─── Provided data ───

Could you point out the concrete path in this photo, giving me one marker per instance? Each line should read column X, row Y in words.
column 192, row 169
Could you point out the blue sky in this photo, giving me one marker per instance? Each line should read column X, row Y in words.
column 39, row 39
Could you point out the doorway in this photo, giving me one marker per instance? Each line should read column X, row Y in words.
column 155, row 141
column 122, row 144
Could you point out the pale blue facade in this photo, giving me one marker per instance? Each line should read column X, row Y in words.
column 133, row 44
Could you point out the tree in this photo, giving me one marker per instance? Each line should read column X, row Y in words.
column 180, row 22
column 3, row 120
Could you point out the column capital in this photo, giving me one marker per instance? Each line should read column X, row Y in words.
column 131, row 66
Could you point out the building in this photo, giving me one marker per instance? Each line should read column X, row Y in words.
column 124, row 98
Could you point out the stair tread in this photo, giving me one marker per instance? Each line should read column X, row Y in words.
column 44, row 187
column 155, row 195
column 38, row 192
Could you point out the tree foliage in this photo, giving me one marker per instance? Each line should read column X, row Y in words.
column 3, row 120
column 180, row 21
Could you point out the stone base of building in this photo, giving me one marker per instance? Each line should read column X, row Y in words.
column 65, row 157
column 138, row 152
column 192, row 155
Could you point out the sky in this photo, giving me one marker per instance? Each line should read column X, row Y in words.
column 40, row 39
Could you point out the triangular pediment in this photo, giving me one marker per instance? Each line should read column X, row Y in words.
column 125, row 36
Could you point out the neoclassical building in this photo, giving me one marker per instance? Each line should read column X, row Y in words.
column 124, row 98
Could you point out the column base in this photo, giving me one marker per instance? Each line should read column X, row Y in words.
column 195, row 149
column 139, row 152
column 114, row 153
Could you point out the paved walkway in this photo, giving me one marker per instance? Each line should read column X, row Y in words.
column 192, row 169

───

- Exercise objective -
Can you copy out, word for word, every line from the first one down to and including the line containing "column 40, row 39"?

- Answer for this exercise -
Could you point out the concrete path in this photo, giving me one marker per instance? Each line should read column X, row Y in words.
column 192, row 169
Could you point out the blue sky in this photo, giving me one marker per instance? Each line should read column X, row Y in words.
column 39, row 39
Could you point out the doorway in this photo, giving me one marker per instance? Each line should read column X, row Y in words.
column 155, row 141
column 122, row 144
Could you point out the pale blue facade in this photo, giving me one marker per instance? Each line should read column X, row Y in words.
column 133, row 44
Could you point out the tree in this photo, giving me one marker per instance? Each line should read column X, row Y in words.
column 180, row 22
column 3, row 120
Could you point out the column capital in this photo, giving me one marker per instance? Each line should read column X, row Y in words.
column 131, row 66
Could you point out the building in this photo, giving me one marker per instance? Each line should read column X, row Y in words.
column 124, row 98
Could you point out the stair tread in this photo, giving me one marker per instance? Each line should read column X, row Y in words.
column 44, row 187
column 155, row 195
column 38, row 192
Could you point out the tree foliage in this photo, giving me one marker per instance? Each line should read column X, row Y in words.
column 3, row 120
column 180, row 21
Could you point out the stone base of building in this photo, giving me one marker per instance? Each line should read column X, row Y in words.
column 65, row 157
column 138, row 152
column 192, row 155
Could you point out the sky in this photo, giving me one marker per instance? Each line should read column X, row Y in words.
column 40, row 39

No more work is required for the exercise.